Rien n’a changé. Rien n’a changé depuis trente ans. Pierre Yves depuis que tu m’as demandé de t’aider à mourir, rien n’a changé dans ce pays. Nous étions au cœur de l’été 1993, depuis des mois tu luttais contre toutes les maladies opportunistes connues. En juin, nous avions pris un appartement ensemble, et, avec ta mère, nous l’avions repeint. Tu dirigeais les opérations, allongé sur ton lit de fer forgé.
Dès la fin du mois, un premier séjour à Saint-Antoine. Puis un second. Rien n’y faisait, ton corps te quittait. Moi, je n’ai rien vu ou je n’ai rien voulu voir. Ta mère s’enfilait des Lexomil comme des bonbons, et tous les trois nous avancions.
Je pleure, pas toi.
Tu me donnes le déroulé du plan. Je l’accepte.
Dans quelques jours, tu demanderas à sortir de l’hôpital, nous rentrerons chez nous, et c’est là que seul je devrai t’aider à mourir. Pour cela tu vas te battre contre ton corps, contre les médecins. Ne rien dire à ta mère, surtout, qu’elle ne sache pas.
Ta mère n’aura jamais rien su. Ce qui s’est passé dans notre chambre ce soir du 1er septembre 1993 ne regarde que nous. Pourquoi en parler maintenant ? Parce qu’en trente ans rien n’a changé. Ce que je risquais pénalement hier, je le risque aujourd’hui. Personne ne viendra me chercher, mais c’est le principe. Souvent j’ai eu envie de hurler qu’à 25 ans il est impensable de donner la mort à son premier amour… Mais que cela nous a été imposé par la loi, par la pudibonderie de ce pays, par la puissance d’une Eglise archaïque.

----------

_Votre consigne_
Poursuivez le récit sur la mort de Pierre Yves à partir de sa dernière phrase.

_Données d'ancrage d'objets en langage naturel_
----------

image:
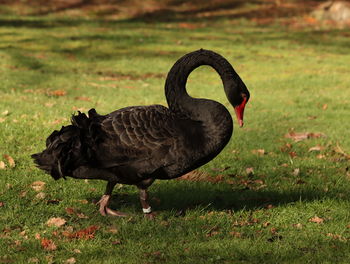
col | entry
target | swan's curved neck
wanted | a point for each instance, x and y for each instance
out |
(175, 86)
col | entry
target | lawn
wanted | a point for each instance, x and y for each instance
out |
(271, 196)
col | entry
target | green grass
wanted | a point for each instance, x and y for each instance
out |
(262, 217)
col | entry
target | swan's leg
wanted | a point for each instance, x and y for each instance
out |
(146, 208)
(104, 209)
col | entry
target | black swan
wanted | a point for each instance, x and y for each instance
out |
(138, 144)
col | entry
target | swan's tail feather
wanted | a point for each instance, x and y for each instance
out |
(66, 149)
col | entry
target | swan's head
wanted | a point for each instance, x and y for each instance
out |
(238, 95)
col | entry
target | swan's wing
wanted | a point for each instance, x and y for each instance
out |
(144, 136)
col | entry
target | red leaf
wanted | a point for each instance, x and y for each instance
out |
(48, 244)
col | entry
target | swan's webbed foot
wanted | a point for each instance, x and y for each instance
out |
(105, 210)
(146, 208)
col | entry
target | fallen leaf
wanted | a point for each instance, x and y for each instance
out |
(336, 237)
(259, 151)
(116, 242)
(316, 148)
(49, 104)
(187, 25)
(82, 216)
(87, 233)
(296, 172)
(113, 230)
(48, 244)
(56, 221)
(286, 147)
(40, 196)
(38, 185)
(303, 135)
(300, 181)
(298, 226)
(293, 154)
(235, 234)
(82, 98)
(317, 220)
(220, 169)
(249, 171)
(70, 210)
(10, 160)
(84, 201)
(70, 261)
(266, 224)
(57, 93)
(340, 151)
(33, 260)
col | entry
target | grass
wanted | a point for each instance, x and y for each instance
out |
(298, 78)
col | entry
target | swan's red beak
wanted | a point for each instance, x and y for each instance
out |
(239, 109)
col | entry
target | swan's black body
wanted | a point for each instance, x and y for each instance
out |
(138, 144)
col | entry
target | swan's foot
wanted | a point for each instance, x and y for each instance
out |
(104, 210)
(146, 208)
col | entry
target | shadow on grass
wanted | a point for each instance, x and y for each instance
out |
(183, 196)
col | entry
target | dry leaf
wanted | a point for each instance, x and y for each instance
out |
(266, 224)
(116, 242)
(57, 93)
(188, 25)
(33, 260)
(337, 237)
(298, 226)
(38, 185)
(10, 160)
(82, 98)
(236, 234)
(84, 201)
(258, 151)
(300, 181)
(296, 172)
(70, 210)
(56, 221)
(87, 233)
(339, 150)
(40, 196)
(49, 104)
(293, 154)
(48, 244)
(70, 261)
(82, 216)
(317, 220)
(303, 135)
(316, 148)
(249, 171)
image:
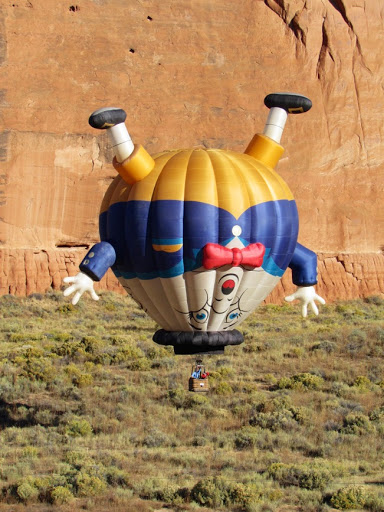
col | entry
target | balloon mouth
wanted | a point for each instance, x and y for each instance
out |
(198, 342)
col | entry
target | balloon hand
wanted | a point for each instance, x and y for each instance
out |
(80, 283)
(307, 295)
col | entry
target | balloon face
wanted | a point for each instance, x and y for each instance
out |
(203, 239)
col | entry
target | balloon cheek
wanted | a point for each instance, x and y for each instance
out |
(200, 317)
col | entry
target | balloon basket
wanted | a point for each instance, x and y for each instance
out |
(198, 342)
(198, 385)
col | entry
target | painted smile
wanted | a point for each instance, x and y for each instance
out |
(228, 286)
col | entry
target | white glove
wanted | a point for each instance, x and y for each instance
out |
(307, 295)
(81, 283)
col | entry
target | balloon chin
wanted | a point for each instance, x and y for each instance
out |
(198, 342)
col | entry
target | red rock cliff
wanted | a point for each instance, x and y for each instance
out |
(189, 73)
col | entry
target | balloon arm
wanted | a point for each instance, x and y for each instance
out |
(80, 283)
(307, 295)
(304, 266)
(98, 260)
(92, 268)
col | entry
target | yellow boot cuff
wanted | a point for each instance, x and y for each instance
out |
(264, 149)
(136, 167)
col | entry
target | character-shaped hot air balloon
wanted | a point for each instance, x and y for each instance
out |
(199, 237)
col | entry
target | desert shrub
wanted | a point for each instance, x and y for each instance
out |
(377, 415)
(27, 492)
(210, 492)
(185, 400)
(246, 438)
(66, 309)
(29, 452)
(223, 388)
(77, 459)
(78, 427)
(116, 477)
(376, 300)
(215, 492)
(350, 497)
(357, 424)
(362, 383)
(305, 476)
(61, 495)
(356, 340)
(278, 414)
(155, 438)
(325, 346)
(89, 485)
(127, 353)
(142, 365)
(157, 489)
(301, 382)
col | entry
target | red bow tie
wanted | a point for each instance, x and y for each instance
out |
(215, 255)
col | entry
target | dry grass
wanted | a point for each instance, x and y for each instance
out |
(95, 416)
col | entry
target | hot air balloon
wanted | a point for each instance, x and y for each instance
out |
(199, 237)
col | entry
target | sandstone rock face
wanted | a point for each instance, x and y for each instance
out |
(189, 74)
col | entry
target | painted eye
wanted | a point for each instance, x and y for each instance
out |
(233, 315)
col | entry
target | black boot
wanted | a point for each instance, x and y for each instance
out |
(292, 103)
(107, 117)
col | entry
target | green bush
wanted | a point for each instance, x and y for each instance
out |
(27, 492)
(357, 424)
(210, 492)
(89, 485)
(350, 497)
(362, 383)
(61, 495)
(301, 382)
(305, 476)
(223, 388)
(78, 427)
(246, 439)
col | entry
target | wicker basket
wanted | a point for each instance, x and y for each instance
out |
(198, 385)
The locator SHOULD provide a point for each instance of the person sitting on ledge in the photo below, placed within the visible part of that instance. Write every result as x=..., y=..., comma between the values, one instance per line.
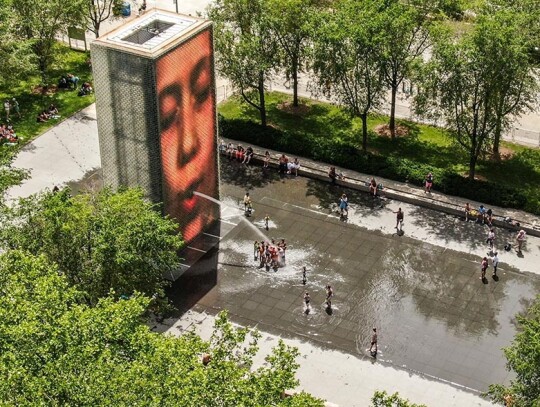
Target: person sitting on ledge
x=332, y=175
x=42, y=117
x=239, y=152
x=293, y=167
x=248, y=155
x=53, y=112
x=283, y=161
x=373, y=187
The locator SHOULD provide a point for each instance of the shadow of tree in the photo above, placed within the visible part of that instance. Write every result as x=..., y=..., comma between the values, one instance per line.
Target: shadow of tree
x=247, y=176
x=329, y=195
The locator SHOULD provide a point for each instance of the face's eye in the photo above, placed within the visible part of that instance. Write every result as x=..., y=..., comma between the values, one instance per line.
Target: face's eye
x=201, y=81
x=170, y=99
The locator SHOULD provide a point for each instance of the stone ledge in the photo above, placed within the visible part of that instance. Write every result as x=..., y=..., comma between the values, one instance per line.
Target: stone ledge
x=401, y=191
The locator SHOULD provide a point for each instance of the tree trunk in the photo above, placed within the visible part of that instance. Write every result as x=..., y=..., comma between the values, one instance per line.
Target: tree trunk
x=364, y=131
x=393, y=113
x=472, y=165
x=497, y=140
x=262, y=104
x=295, y=82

----------

_Réponse à la consigne_
Cette société nous a laissés seuls dans la douleur. Nous étions seuls. Je devais le faire. Tu devais mourir. Tes souffrances étaient insupportables. Ton corps était déjà parti. Tu n’étais plus le beau mec dont j’étais fou. Tu étais devenu en quelques mois un mourant, les humiliations de la maladie t’avaient ravagé. Tu voulais mourir maintenant et pas dans dix jours ou dans un mois. Tu voulais que l’insupportable cesse.
Après toi, beaucoup d’autres sont morts. Chacun a fait comme il a pu et souvent avec les moyens du bord. Parfois dans des conditions atroces, sales. Toujours sans aide ni soutien. En 1996, les premiers traitements sont arrivés. Moins de douleurs, moins de décès, d’autres sujets. Et puis, nous nous sommes éloignés des allées des cimetières.